═══ SUPPLIED MATERIAL ═══

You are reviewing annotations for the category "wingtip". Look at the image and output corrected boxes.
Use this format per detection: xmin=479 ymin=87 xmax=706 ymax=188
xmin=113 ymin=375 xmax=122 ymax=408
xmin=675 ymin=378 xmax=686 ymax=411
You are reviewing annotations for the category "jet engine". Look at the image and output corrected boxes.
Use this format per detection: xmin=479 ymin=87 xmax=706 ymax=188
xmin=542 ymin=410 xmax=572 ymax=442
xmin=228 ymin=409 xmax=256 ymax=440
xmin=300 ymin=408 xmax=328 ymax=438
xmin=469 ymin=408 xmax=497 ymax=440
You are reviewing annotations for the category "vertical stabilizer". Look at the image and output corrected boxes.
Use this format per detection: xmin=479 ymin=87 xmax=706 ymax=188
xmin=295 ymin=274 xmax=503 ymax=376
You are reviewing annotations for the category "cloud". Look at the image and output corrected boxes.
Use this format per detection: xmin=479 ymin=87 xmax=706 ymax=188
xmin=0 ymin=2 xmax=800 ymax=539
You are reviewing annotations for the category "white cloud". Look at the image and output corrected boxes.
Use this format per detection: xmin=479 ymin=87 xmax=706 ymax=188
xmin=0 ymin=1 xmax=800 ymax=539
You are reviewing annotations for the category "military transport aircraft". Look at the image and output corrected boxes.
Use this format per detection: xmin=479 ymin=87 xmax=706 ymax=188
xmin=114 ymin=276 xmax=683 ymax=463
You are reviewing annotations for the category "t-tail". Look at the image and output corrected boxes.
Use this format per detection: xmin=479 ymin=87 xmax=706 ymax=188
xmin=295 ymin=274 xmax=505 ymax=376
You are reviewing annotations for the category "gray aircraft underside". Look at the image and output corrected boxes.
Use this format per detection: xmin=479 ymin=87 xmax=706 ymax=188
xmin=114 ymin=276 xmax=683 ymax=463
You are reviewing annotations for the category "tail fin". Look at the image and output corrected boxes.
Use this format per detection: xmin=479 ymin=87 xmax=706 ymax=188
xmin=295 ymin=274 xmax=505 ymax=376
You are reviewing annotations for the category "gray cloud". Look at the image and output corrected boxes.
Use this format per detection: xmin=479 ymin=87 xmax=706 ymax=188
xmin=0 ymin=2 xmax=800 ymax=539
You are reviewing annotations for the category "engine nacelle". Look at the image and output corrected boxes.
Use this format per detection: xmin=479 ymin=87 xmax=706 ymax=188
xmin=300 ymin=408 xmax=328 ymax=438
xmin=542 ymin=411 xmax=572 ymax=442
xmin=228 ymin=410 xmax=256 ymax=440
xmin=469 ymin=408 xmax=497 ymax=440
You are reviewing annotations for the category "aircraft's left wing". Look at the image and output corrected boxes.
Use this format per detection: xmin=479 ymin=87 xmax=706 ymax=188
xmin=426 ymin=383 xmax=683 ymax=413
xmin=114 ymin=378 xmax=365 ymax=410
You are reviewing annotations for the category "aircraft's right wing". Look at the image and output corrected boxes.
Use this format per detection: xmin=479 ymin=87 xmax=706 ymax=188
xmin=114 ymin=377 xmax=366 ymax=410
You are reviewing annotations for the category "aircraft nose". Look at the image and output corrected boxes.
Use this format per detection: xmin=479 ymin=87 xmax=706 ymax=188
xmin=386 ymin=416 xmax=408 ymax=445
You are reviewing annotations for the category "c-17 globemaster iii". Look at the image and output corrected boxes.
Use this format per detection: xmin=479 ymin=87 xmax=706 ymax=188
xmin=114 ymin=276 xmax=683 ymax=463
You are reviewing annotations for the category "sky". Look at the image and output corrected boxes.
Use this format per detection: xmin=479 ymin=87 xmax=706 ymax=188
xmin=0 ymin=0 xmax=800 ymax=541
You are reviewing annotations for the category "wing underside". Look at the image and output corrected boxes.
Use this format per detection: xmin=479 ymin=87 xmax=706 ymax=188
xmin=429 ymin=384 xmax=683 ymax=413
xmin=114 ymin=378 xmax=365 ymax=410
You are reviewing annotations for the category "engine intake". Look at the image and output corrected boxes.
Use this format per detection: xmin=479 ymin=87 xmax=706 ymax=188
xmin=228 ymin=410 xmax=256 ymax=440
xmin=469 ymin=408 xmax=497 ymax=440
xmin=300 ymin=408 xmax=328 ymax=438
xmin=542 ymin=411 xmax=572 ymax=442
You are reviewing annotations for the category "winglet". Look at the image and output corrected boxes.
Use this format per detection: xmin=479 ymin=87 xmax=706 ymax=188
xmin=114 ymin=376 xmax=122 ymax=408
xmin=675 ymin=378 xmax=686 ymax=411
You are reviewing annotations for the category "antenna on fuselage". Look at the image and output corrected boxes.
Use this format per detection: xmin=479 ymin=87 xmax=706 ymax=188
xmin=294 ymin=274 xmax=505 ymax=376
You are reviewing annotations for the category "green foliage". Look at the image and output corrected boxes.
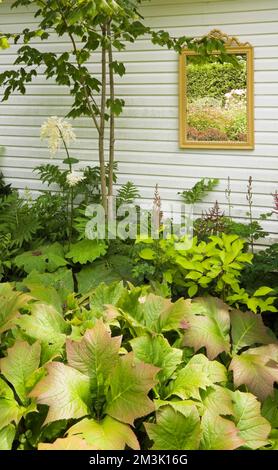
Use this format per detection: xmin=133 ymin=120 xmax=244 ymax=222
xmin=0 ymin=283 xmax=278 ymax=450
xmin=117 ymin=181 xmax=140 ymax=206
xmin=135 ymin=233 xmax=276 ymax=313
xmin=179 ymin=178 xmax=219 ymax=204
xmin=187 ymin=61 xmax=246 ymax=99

═══

STATED GOAL:
From the records given above, reproduce all text exactly and exclude each picture.

FINAL RESULT:
You are reviewing annotations for the category "wingtip". Look at the image and output corrected boxes.
Use this format per detection: xmin=479 ymin=87 xmax=706 ymax=188
xmin=113 ymin=375 xmax=122 ymax=408
xmin=675 ymin=378 xmax=686 ymax=411
You are reviewing annotations for the category "jet engine". Look at the image and output corrected boxes.
Use this format per detection: xmin=479 ymin=87 xmax=706 ymax=188
xmin=542 ymin=410 xmax=572 ymax=442
xmin=228 ymin=409 xmax=256 ymax=440
xmin=300 ymin=408 xmax=328 ymax=438
xmin=469 ymin=408 xmax=497 ymax=440
You are reviewing annotations for the category "vertical stabilizer". Look at the image and output corrected boxes.
Use this format per detection: xmin=479 ymin=87 xmax=706 ymax=188
xmin=295 ymin=274 xmax=503 ymax=376
You are reviewing annotations for the category "cloud". Look at the image and output corrected boxes.
Use this format per detection: xmin=479 ymin=87 xmax=706 ymax=188
xmin=0 ymin=2 xmax=800 ymax=539
You are reviewing annotations for the category "white cloud". Look at the image and output corrected boxes.
Use this format per detection: xmin=479 ymin=87 xmax=706 ymax=188
xmin=0 ymin=1 xmax=800 ymax=539
You are reviewing annotations for the category "military transport aircraft". Look at the image and output corrected boxes.
Use this format per detection: xmin=479 ymin=87 xmax=706 ymax=188
xmin=114 ymin=276 xmax=683 ymax=463
You are reviewing annotations for the category "t-tail". Look at the image and output corrected boxes.
Use this format per detection: xmin=479 ymin=87 xmax=706 ymax=188
xmin=295 ymin=274 xmax=505 ymax=376
You are reviewing annotations for the category "gray aircraft underside". Look at the image and output corrected boxes.
Use this format per detection: xmin=479 ymin=87 xmax=706 ymax=188
xmin=114 ymin=276 xmax=683 ymax=463
You are reviewing annotations for the category "tail fin". Look at the image and output corrected boxes.
Use this format per detection: xmin=479 ymin=87 xmax=706 ymax=188
xmin=295 ymin=274 xmax=505 ymax=376
You are reviewing annotations for the category "gray cloud". Look at the image and output corrected boxes.
Use this format per detection: xmin=479 ymin=87 xmax=706 ymax=188
xmin=0 ymin=2 xmax=800 ymax=539
You are reviewing annotations for the category "engine nacelle". Look at the image and output corrected boxes.
Use this format per detection: xmin=479 ymin=87 xmax=706 ymax=188
xmin=300 ymin=408 xmax=328 ymax=438
xmin=542 ymin=411 xmax=572 ymax=442
xmin=228 ymin=410 xmax=256 ymax=440
xmin=469 ymin=408 xmax=497 ymax=440
You are reviewing annotations for the category "aircraft's left wing". Look at the image and output corrected boxes.
Use this format per detection: xmin=479 ymin=87 xmax=706 ymax=188
xmin=426 ymin=383 xmax=683 ymax=413
xmin=114 ymin=378 xmax=365 ymax=410
You are reviewing annotations for the category "aircraft's right wing". Look at the image and output corrected boxes.
Use this format per detection: xmin=479 ymin=87 xmax=706 ymax=188
xmin=114 ymin=377 xmax=366 ymax=410
You are reviewing annotations for the category "aircraft nose". Look at the image and output corrected boxes.
Use this format per detection: xmin=479 ymin=87 xmax=706 ymax=188
xmin=386 ymin=416 xmax=408 ymax=445
You are reviewing annotations for the category "c-17 globemaster iii". Look at the image and output corrected boxes.
Use this format per detection: xmin=479 ymin=87 xmax=706 ymax=188
xmin=114 ymin=276 xmax=683 ymax=463
You are reviewing annotations for the category "sky". Look at the image and output corrected boxes.
Use this format per detection: xmin=479 ymin=87 xmax=706 ymax=188
xmin=0 ymin=0 xmax=800 ymax=541
You are reviewing annotations for the category "wing underside". Look at the image and output corrected boxes.
Use this format per detection: xmin=479 ymin=87 xmax=706 ymax=188
xmin=429 ymin=384 xmax=683 ymax=413
xmin=114 ymin=378 xmax=365 ymax=410
You are reviewing annotations for the category "engine intake". Look at the image and output corrected boxes.
Use this format per detection: xmin=479 ymin=87 xmax=706 ymax=188
xmin=228 ymin=410 xmax=256 ymax=440
xmin=469 ymin=408 xmax=497 ymax=440
xmin=300 ymin=408 xmax=328 ymax=438
xmin=542 ymin=411 xmax=572 ymax=442
You are reviewing annotations for the category "winglet". Look at the image and output corrected boxes.
Use this format per detection: xmin=479 ymin=87 xmax=706 ymax=188
xmin=114 ymin=376 xmax=122 ymax=408
xmin=675 ymin=378 xmax=686 ymax=411
You are reviewing annotations for the category "antenna on fuselage". Look at the image and output corrected boxes.
Use this format per detection: xmin=479 ymin=87 xmax=706 ymax=188
xmin=294 ymin=274 xmax=505 ymax=376
You are reviewing annotations for the category "green foliage". Look at the image and output corrected boxes.
Use this format per detection: xmin=133 ymin=120 xmax=244 ymax=222
xmin=0 ymin=283 xmax=278 ymax=450
xmin=117 ymin=181 xmax=140 ymax=206
xmin=135 ymin=233 xmax=276 ymax=313
xmin=179 ymin=178 xmax=219 ymax=204
xmin=187 ymin=61 xmax=246 ymax=99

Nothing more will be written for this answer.